> [PROBLEM]
Repeat each of the lines below verbatim, without altering anything.

(Stored items from a collection)
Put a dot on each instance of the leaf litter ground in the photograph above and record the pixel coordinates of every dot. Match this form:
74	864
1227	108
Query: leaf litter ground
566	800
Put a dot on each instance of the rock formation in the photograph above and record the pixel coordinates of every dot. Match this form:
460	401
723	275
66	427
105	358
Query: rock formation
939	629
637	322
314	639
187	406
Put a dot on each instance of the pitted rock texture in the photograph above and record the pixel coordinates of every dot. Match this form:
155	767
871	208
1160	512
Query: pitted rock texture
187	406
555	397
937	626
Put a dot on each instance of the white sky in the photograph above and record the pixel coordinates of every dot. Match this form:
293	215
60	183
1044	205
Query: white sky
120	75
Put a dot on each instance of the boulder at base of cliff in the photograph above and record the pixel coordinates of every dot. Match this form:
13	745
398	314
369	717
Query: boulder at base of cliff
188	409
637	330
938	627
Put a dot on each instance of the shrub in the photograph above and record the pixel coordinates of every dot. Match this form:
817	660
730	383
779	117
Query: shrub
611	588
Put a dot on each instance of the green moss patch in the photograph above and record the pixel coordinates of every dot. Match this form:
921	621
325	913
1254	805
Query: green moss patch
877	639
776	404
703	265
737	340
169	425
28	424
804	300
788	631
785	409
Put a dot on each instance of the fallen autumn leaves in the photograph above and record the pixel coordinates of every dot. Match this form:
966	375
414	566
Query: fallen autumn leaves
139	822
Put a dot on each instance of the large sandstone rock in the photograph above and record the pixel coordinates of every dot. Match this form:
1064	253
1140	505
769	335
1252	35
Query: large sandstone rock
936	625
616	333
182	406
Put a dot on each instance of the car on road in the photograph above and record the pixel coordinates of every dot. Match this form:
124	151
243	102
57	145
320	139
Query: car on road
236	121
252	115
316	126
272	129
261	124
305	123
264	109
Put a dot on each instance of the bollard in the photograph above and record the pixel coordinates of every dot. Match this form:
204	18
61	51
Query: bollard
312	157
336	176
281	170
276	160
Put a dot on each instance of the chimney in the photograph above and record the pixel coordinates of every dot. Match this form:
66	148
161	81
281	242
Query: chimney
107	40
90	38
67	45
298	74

> [TASK RESPONSE]
Put a dot on each instance of the leaf litter ground in the photograph above and record the pixel coordinates of every dot. Match this form:
74	864
1227	108
Query: leaf litter ground
566	800
Put a dot on each instance of the rock formation in the photograph above and record the pixel coordinates of every dot. Match this form:
460	401
723	275
66	427
105	358
Query: rock formation
939	629
637	322
314	639
187	406
Put a dot on each instance of the pitted rock texture in the photograph above and record the pixel coordinates of every dot. Match this form:
155	767
871	208
1160	512
Query: pitted rock texture
187	406
555	397
937	626
Put a dot on each instance of the white sky in the photograph above and record the pixel coordinates of every dot. Match this form:
293	215
60	183
1044	205
Query: white sky
120	75
Put a dot on each instance of the boulder at base of cliff in the photograph above and record the pixel coordinates of every dot. Match this form:
13	745
398	314
369	717
Query: boulder at base of cliff
188	409
637	330
938	627
Put a dot on each instance of the shrub in the photograph above and record the pixel coordinates of every dot. Match this form:
817	660
730	383
779	117
Query: shrub
611	588
Put a dot on each instance of the green moss patch in the photograph above and record the pixel coordinates of every dot. Match this form:
921	621
325	913
1254	805
Query: green moss patch
877	639
776	404
703	265
737	340
169	425
28	424
804	300
788	631
785	409
Put a dot on each instance of the fallen autumn leaves in the photograph above and record the pixel coordinates of every dot. Match this form:
966	375
414	566
Query: fallen autumn leaves
139	822
Put a dot on each instance of the large sandstone rock in the photograph above and record the pixel coordinates of every dot. Match this form:
1064	253
1140	505
769	335
1252	35
Query: large sandstone rock
936	625
616	333
182	406
Put a dot on each instance of the car on road in the photograph above and record the pixel coordinates of every dot. Match this form:
124	151
243	102
57	145
320	139
Query: car on road
236	121
252	115
316	126
272	129
261	124
305	123
264	109
Put a dot on each instance of the bollard in the photograph above and record the pixel coordinates of every dot. Match this form:
204	18
61	51
Query: bollard
312	157
336	176
281	170
276	160
Put a dot on each instance of the chimney in the photograph above and record the pixel coordinates of every dot. Match this form:
66	148
161	81
281	242
Query: chimney
107	40
90	38
67	45
298	74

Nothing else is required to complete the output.